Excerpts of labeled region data

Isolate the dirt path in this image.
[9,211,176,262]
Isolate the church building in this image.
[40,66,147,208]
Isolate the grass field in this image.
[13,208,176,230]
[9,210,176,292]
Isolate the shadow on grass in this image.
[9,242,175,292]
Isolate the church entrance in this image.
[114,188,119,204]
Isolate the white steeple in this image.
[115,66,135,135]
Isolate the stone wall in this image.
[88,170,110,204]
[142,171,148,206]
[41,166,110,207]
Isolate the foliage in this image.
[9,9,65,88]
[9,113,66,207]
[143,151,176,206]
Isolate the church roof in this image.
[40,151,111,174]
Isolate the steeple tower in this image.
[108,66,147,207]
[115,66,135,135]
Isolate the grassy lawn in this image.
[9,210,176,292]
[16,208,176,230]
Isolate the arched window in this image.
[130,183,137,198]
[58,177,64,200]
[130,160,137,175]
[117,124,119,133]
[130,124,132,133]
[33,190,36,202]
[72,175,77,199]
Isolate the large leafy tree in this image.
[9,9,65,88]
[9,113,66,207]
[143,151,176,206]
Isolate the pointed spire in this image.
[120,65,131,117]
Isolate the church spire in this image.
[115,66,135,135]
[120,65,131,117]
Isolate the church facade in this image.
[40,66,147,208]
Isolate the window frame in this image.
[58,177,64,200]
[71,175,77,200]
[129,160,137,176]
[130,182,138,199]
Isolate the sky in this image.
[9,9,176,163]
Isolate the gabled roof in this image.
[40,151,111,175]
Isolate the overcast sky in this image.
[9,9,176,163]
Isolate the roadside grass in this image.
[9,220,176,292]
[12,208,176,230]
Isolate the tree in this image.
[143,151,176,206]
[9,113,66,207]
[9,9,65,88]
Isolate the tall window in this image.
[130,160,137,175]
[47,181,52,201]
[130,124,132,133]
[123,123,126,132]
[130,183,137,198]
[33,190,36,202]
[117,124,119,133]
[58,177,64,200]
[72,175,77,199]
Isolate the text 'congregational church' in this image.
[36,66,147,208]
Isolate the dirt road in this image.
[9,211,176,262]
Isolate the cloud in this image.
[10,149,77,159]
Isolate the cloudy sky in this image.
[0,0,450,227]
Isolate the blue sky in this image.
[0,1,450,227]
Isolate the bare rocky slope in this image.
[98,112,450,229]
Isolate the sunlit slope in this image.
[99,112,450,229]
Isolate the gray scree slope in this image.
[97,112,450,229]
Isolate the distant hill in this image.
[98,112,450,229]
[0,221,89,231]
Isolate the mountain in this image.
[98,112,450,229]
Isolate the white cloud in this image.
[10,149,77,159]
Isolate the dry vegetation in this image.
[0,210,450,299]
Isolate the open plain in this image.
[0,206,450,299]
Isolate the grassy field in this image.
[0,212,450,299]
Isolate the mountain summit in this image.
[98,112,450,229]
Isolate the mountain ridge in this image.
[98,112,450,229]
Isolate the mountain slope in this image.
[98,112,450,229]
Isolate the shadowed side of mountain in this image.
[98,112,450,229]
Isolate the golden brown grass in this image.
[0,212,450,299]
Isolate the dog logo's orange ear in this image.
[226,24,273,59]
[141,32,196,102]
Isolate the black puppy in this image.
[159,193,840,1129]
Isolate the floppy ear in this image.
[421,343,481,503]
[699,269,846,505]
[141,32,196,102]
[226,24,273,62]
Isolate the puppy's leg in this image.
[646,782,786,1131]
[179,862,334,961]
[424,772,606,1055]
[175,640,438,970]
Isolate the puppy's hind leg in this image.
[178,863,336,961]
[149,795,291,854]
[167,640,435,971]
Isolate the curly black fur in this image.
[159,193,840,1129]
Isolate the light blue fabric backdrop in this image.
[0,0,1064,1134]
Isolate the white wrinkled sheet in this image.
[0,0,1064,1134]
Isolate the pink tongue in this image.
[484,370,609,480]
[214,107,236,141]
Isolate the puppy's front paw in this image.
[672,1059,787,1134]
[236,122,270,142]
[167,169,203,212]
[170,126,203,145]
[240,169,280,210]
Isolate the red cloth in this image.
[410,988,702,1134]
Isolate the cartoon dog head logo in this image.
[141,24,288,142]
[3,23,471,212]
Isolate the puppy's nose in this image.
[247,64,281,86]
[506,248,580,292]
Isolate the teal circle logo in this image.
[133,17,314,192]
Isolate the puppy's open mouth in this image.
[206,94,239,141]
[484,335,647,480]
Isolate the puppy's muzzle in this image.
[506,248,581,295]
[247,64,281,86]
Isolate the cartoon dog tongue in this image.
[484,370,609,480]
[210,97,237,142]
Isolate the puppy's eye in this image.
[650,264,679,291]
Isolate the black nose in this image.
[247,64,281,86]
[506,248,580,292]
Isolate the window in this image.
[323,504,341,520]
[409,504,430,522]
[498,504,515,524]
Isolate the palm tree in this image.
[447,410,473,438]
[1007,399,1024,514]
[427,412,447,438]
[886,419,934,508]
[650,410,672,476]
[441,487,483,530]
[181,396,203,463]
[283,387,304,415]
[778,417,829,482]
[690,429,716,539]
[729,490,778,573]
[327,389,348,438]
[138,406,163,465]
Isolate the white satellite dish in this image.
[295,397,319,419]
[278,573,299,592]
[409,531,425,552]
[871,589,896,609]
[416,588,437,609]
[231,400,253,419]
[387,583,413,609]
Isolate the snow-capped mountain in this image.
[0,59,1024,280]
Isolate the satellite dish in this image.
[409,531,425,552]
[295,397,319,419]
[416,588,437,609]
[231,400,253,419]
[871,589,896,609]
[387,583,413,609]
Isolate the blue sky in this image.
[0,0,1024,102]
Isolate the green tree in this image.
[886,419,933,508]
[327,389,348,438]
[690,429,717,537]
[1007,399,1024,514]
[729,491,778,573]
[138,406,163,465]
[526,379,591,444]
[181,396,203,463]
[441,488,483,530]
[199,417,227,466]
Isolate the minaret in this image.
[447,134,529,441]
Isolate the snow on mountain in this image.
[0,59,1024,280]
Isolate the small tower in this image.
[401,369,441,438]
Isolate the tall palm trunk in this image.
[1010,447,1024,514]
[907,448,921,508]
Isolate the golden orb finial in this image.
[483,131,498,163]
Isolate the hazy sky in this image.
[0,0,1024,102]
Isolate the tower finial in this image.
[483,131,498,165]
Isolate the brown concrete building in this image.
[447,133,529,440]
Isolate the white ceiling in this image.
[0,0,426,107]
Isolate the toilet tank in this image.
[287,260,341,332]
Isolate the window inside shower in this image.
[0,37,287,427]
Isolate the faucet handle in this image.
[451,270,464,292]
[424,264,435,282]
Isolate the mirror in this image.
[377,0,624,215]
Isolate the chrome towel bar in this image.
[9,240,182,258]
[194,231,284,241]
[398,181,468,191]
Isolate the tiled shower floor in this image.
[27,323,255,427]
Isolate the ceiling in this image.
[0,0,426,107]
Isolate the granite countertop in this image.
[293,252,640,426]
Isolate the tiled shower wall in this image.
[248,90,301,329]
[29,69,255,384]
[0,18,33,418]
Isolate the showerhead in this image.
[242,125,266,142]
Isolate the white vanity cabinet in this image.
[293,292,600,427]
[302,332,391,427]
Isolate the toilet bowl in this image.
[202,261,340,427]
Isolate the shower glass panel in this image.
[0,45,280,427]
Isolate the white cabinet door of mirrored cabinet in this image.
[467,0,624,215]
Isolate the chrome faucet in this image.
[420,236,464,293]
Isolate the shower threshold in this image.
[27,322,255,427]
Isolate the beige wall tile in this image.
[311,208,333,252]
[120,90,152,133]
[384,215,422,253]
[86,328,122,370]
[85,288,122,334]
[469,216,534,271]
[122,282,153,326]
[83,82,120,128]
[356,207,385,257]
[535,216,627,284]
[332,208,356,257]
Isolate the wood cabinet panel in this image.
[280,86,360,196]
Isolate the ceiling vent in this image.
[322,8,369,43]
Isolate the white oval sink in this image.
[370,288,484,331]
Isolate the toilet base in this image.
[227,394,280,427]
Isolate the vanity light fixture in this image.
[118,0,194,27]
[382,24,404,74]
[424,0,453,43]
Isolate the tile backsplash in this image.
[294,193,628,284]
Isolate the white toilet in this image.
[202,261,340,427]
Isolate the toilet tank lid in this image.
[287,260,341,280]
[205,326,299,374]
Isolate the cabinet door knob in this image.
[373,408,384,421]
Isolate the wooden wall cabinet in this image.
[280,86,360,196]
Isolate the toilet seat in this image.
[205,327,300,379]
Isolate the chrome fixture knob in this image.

● **Exercise goal**
Copy word for word the part of the entries that opens with the line containing "Isolate the white toilet in this image." and runs through the final line of the entries, keeping both of those lines.

● **Response for this exercise**
Isolate the white toilet in this image.
[202,261,340,427]
Isolate the toilet tank lid in this image.
[287,260,341,280]
[205,326,299,374]
Isolate the cabinet door knob in this image.
[373,408,384,421]
Isolate the wooden wall cabinet in this image.
[280,86,360,196]
Isolate the toilet seat in this image.
[205,327,300,379]
Isolate the chrome fixture knob in this image.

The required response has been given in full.